* **EXCERPTED RECORDS**:

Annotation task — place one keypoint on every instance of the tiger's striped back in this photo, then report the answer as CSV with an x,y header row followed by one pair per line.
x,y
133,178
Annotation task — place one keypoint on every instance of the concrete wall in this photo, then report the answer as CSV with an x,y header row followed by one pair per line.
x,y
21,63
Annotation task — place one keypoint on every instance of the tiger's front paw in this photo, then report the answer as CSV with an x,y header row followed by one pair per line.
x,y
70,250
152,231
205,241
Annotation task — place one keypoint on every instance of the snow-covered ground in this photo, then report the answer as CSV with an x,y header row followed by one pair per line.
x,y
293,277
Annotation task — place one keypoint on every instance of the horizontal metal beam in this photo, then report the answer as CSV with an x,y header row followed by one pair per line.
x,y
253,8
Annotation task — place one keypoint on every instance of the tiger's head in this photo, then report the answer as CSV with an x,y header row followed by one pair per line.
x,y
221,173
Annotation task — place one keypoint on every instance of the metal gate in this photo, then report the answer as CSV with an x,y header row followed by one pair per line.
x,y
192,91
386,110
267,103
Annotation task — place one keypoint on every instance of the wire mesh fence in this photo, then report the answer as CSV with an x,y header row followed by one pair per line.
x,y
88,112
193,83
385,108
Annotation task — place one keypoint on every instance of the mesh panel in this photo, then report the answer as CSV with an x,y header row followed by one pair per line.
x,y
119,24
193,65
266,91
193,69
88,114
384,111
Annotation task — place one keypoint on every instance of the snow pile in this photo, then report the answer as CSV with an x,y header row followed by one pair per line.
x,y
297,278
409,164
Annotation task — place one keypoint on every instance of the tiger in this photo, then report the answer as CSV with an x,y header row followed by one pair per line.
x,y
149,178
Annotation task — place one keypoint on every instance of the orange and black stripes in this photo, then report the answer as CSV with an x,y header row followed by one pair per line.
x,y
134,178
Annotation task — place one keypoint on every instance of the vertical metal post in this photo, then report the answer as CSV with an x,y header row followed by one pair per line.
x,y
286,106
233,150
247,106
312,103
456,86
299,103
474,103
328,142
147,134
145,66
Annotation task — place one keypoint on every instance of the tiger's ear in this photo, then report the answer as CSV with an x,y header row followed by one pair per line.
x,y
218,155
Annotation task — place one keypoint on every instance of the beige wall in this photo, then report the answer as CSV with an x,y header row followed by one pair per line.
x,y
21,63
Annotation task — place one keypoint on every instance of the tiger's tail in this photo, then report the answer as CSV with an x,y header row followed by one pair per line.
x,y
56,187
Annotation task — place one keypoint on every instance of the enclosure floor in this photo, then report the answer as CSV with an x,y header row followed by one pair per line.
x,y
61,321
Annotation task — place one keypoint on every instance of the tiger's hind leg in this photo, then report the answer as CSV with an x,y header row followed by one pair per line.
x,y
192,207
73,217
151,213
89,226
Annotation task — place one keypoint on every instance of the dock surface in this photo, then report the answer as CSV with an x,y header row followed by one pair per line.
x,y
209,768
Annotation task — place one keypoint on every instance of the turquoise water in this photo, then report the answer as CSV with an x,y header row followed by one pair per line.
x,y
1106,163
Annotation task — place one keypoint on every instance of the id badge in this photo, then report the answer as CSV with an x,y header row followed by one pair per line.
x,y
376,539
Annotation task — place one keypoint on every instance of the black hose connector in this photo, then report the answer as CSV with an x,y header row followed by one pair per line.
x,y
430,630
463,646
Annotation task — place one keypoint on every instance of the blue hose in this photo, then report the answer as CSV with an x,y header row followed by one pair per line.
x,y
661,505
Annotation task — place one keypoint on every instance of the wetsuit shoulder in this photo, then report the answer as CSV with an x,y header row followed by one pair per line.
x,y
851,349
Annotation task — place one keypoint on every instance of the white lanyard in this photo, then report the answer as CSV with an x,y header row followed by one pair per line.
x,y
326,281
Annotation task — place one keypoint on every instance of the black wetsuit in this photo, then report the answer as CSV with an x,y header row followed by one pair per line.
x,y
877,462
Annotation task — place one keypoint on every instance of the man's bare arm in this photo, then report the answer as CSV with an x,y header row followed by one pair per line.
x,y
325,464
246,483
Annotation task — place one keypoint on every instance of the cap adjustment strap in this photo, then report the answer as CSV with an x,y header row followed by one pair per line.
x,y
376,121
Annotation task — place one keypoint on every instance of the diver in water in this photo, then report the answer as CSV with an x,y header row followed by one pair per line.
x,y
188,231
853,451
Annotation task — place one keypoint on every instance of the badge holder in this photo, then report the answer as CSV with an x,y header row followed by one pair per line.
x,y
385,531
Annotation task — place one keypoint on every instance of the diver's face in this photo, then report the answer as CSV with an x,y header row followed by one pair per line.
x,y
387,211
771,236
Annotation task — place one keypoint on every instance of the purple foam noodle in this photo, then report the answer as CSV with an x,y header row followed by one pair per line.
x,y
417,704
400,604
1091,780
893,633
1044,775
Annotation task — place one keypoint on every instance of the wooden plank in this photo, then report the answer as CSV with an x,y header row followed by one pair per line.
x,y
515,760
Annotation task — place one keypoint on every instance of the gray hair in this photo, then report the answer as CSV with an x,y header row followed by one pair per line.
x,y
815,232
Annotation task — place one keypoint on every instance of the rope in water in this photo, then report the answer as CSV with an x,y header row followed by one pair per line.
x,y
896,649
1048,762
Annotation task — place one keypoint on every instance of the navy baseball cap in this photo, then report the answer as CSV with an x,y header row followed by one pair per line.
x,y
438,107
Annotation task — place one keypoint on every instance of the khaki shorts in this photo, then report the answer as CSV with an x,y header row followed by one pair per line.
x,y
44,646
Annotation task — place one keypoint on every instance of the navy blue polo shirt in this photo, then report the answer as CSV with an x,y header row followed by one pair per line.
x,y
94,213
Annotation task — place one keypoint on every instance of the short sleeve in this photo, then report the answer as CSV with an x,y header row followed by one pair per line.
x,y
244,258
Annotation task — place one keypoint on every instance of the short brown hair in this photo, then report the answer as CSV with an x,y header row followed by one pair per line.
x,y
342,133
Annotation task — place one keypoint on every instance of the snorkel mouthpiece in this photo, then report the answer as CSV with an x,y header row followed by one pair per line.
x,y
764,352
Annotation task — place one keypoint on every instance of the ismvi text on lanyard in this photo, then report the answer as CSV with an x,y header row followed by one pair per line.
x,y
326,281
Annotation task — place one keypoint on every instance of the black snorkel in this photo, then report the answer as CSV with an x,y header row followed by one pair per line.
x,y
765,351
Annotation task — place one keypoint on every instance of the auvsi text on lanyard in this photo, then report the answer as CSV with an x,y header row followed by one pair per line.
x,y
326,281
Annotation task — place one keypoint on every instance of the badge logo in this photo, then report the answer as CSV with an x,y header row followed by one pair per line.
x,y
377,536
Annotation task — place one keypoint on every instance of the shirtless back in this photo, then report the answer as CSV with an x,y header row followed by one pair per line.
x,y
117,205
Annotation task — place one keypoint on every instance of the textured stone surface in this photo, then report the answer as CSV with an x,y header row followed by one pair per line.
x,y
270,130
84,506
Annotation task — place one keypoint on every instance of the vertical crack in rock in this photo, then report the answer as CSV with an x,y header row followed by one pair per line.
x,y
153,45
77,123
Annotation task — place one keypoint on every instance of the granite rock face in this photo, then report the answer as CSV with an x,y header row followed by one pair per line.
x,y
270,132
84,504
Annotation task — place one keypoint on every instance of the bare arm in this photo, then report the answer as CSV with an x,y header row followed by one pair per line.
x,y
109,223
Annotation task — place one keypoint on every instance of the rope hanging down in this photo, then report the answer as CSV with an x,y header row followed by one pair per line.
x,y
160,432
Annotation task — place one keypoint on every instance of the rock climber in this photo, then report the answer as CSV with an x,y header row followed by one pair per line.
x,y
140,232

* **JOB**:
Write down the full listing again, exactly.

* **COMPLETE OUTPUT**:
Annotation task — place one keypoint on every instance of the tiger's striped back in this photo, then report the answer as CSV with an x,y header row followed by one pair per line.
x,y
133,178
Annotation task — place one keypoint on every instance of the concrete wall in this photo, then report the answer as CSV with an x,y header row followed by one pair per line.
x,y
21,63
Annotation task — place one keypoint on every instance of the tiger's front paw in this photo, then report the answer as CSV with an x,y header row followed by one pair per line.
x,y
70,250
152,231
205,241
Annotation task — place one keypoint on every instance of the snow-covered ground in this photo, then report the answer as CSV with an x,y header row followed by one pair per line.
x,y
293,277
Annotation task — place one keypoint on every instance of the horizontal metal beam in this photo, then report the answer as CSV with an x,y header row followed by one pair per line.
x,y
253,8
Annotation task — place one keypoint on every instance of the tiger's head in this photo, then report the answer as CSV with an x,y header row followed by one pair per line.
x,y
221,173
Annotation task — place one keypoint on every instance of the metal gate in this photo, then report the answer as CSV with an x,y header row followed by one pair per line.
x,y
192,91
386,110
267,103
Annotation task — place one keypoint on every instance of the wire mesh fence in this photo, then report the answer as CSV with an x,y header row followed by one pair per line.
x,y
88,112
193,83
385,108
Annotation task — place one keypoint on every instance of the mesh panel in this photo, then report the answer as CSV with an x,y header row followed by one pair per line.
x,y
119,24
193,65
266,91
193,69
88,114
384,111
Annotation task — place one keypoint on every instance of the snow pile in this photo, then report the answer as CSV with an x,y header row followed by one pair per line.
x,y
297,278
409,164
Annotation task — place one keypoint on every instance of the tiger in this photo, then report the answer as CSV with an x,y header row followed by one pair per line.
x,y
149,178
Annotation task — place one keypoint on every instance of the orange and black stripes in this photo, then report the answer as CSV with an x,y header row followed by one pair per line.
x,y
134,178
Annotation task — place one keypoint on every instance of the vertical metal post in this photo, then report the answer as CSV with an x,y header row followed by one pair per line.
x,y
286,106
233,150
247,106
312,103
456,86
299,103
474,103
328,142
147,134
145,66
Annotation task — place one keypoint on every instance of the tiger's ear in this photo, then report the answer as CSV with an x,y header row followed by one pair per line.
x,y
218,155
Annotation task — place one keypoint on every instance of the beige wall in this photo, then report the answer as CSV with an x,y header row followed by one pair per line.
x,y
21,63
Annotation task — place one keypoint on every instance of the tiger's tail in this photo, then report the answer as CSV with an x,y header row followed by one pair per line.
x,y
56,187
Annotation task — place one keypoint on every instance of the enclosure floor in this photo, then report the answer as CSV with an x,y header row followed by one pair per line.
x,y
61,321
Annotation task — place one keypoint on every instance of the tiger's hind leg in this photo, then report the answer as CSV with an x,y header row followed by one pair per line.
x,y
192,207
73,217
151,213
89,226
Annotation task — place one keypoint on every instance of the dock surface in this photo, then report the answer as CSV with an x,y header row followed by one pair per line.
x,y
209,768
Annotation task — place one keypoint on every instance of the turquoise water in this photo, then report the answer as CSV with an x,y header row followed by one pair per line.
x,y
1106,163
Annotation task — place one keypoint on every instance of the id badge in this photo, then report the answer as CSV with an x,y header row followed by one pair per line.
x,y
376,539
Annotation task — place one keypoint on every instance of the black hose connector in this photo, then report the answer as CSV with an x,y header row followed by one pair per line.
x,y
430,630
463,646
Annotation task — place one keypoint on every instance of the blue hose in this photo, then report the answer as CSV with an x,y header row followed by one pair per line.
x,y
661,505
Annotation task — place one keypoint on every instance of the wetsuit shoulder in this photo, then report the answer as CSV with an x,y header row followed by one pair per line.
x,y
851,349
Annotation task — place one keypoint on every instance of the white lanyard in this photo, then report the answer as CSV with an x,y header row followed by one pair per line.
x,y
326,281
Annotation task — place one keypoint on every instance of the black wetsuit in this photo, then report the answer as CSV with an x,y header row followed by one pair per line.
x,y
877,462
Annotation task — place one keypoint on every instance of the man's bare arm in this photo, then report the answer as CSV with an x,y header row followed by one pair per line.
x,y
325,464
246,483
Annotation task — place one keypoint on every instance of the cap adjustment strap in this photo, then report the answer as CSV with an x,y header row followed by one pair per line.
x,y
376,121
Annotation task — place one keypoint on every instance of the diver in water in this photo, then report the answer as CSV with an x,y header row followed by one pair per line.
x,y
188,231
853,451
Annotation task — place one keypoint on every instance of the badge holder in this photo, then report the answer as CSV with an x,y header row followed by one pair per line.
x,y
385,531
Annotation task — place one keypoint on every instance of the diver's face in this photo, then report the answer as CSV with an x,y header row followed by one pair per line.
x,y
387,211
771,236
Annotation task — place one keypoint on every instance of the purple foam noodle in this photo, then report the answer as CSV with an x,y header row followed by one pair per line.
x,y
417,704
400,604
1091,780
893,633
1044,775
Annotation task — place one keypoint on every instance of the wooden plank in this photo, then report the answer as CSV with an x,y header row followed by one pair per line.
x,y
515,760
Annotation task — place one keypoint on every instance of the gray hair in this photo, then report the answer as CSV with an x,y header row followed by one pair per line.
x,y
815,232
Annotation task — place one keypoint on every instance of the rope in water in this photo, then report the answer as CSV with an x,y header row followed by one pair per line.
x,y
896,649
1048,762
Annotation task — place one keypoint on every instance of the navy baseball cap in this photo, then report the answer as CSV with an x,y header row followed by one pair per line.
x,y
438,107
Annotation task — place one keypoint on every instance of the khaki shorts in this photo, then report the answer as CSV with an x,y header row followed by one pair per line.
x,y
44,646
Annotation task — place one keypoint on every instance of the navy blue polo shirt in this photo, then report the answer as CSV with an x,y header row followed by one pair per line.
x,y
94,213
Annotation task — place one keypoint on every instance of the short sleeve in this photo, then report the answer as CSV with an x,y header row followed by one pair per line.
x,y
244,258
Annotation task — place one keypoint on every instance of the short brown hair in this photo, then report the answer as CSV with an x,y header row followed by one pair per line.
x,y
342,133
Annotation task — place one keypoint on every instance of the snorkel mouthpiece in this photo, then report the answer as CSV with an x,y header row followed by one pair per line.
x,y
764,352
Annotation task — place one keypoint on every instance of the ismvi text on lanyard in this photo, then report the answer as CSV with an x,y header row followed by one pair per line.
x,y
326,281
Annotation task — place one keypoint on every instance of the black snorkel in this photo, then report the answer as CSV with an x,y header row followed by one pair per line.
x,y
765,351
Annotation task — place one keypoint on every instance of the auvsi text on lanyard in this photo, then report the answer as CSV with an x,y header row followed by one pair per line.
x,y
326,281
Annotation task — place one keypoint on every instance of the badge logo in this photo, then report the answer as CSV with an x,y header row followed by one pair per line.
x,y
377,536
Annotation task — place one keypoint on every instance of the shirtless back in this photo, then report the answer as CSV with an x,y header row followed by one pair per line.
x,y
117,205
Annotation task — place one keypoint on every instance of the textured stone surface in this photo, then report the answer as CSV with an x,y header row followed by one pair per line.
x,y
270,130
84,506
Annotation task — place one keypoint on every instance of the vertical crack in rock in this photo, then report the answer as CSV with an x,y header row followed by one pair per line.
x,y
153,45
77,123
Annotation task — place one keypoint on every instance of the granite rock face in this photo, then report the answer as CSV with an x,y header row followed by one pair per line.
x,y
270,132
84,504
Annotation task — place one keypoint on every instance of the bare arm in this photo, then report the answer as CSV with an x,y header row followed by one pair per line.
x,y
109,223
Annotation task — place one keypoint on every instance of the rope hanging down in this photo, then report the answer as CSV with an x,y header row followed by one pair per line.
x,y
160,432
Annotation task — place one keypoint on every instance of the rock climber in this photo, then report the answer as CSV with an x,y header row followed by one pair per line.
x,y
140,232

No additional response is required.